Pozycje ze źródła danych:
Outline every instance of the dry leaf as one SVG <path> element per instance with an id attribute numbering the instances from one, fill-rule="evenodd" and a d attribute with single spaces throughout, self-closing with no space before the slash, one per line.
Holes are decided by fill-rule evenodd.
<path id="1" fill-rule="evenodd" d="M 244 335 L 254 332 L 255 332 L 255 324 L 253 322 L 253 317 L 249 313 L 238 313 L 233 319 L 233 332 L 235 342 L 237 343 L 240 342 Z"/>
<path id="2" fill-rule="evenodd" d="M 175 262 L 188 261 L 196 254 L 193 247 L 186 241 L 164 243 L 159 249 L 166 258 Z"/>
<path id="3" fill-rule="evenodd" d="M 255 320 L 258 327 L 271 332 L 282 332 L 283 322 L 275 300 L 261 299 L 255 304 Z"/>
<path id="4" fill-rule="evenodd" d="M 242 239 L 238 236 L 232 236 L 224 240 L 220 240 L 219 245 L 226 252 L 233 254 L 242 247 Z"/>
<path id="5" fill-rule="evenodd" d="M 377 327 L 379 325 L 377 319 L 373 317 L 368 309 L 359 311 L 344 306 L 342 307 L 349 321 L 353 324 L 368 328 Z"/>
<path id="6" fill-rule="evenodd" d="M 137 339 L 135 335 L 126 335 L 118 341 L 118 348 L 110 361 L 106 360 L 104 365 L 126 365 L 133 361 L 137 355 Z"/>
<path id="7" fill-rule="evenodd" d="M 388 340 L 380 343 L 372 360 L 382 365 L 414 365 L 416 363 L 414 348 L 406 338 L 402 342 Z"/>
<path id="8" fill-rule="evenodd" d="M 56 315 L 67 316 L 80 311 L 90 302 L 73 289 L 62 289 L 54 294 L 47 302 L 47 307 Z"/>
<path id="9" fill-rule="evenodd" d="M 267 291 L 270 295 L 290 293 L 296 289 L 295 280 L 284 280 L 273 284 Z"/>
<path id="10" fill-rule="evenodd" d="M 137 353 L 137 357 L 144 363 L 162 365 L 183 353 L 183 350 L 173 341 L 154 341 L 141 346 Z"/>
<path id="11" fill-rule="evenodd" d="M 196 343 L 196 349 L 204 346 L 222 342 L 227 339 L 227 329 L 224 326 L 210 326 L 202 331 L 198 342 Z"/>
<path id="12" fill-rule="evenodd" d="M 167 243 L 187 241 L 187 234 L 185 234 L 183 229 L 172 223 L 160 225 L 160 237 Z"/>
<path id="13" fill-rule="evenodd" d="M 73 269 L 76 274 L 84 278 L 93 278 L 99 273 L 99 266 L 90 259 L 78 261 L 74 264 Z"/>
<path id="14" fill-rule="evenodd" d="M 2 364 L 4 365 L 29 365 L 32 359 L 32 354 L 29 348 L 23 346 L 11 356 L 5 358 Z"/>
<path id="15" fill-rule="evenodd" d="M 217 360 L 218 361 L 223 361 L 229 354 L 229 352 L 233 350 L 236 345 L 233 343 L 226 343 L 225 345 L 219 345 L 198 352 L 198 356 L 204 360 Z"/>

Polecenie: Proszę powtórzyć bez żadnych zmian wiersze od pierwszego wiersza pozycji do wiersza zawierającego „175 262 L 188”, włącznie z nim.

Rozwiązanie zadania:
Outline every instance of the dry leaf as one SVG <path> element per instance with an id attribute numbering the instances from one, fill-rule="evenodd" and a d attribute with single spaces throughout, self-closing with no space before the slash, one per line.
Holes are decided by fill-rule evenodd.
<path id="1" fill-rule="evenodd" d="M 244 335 L 254 332 L 255 332 L 255 324 L 253 322 L 253 317 L 249 313 L 238 313 L 233 319 L 233 332 L 235 342 L 237 343 L 240 342 Z"/>
<path id="2" fill-rule="evenodd" d="M 175 262 L 188 261 L 196 254 L 193 247 L 186 241 L 164 243 L 159 249 L 166 258 Z"/>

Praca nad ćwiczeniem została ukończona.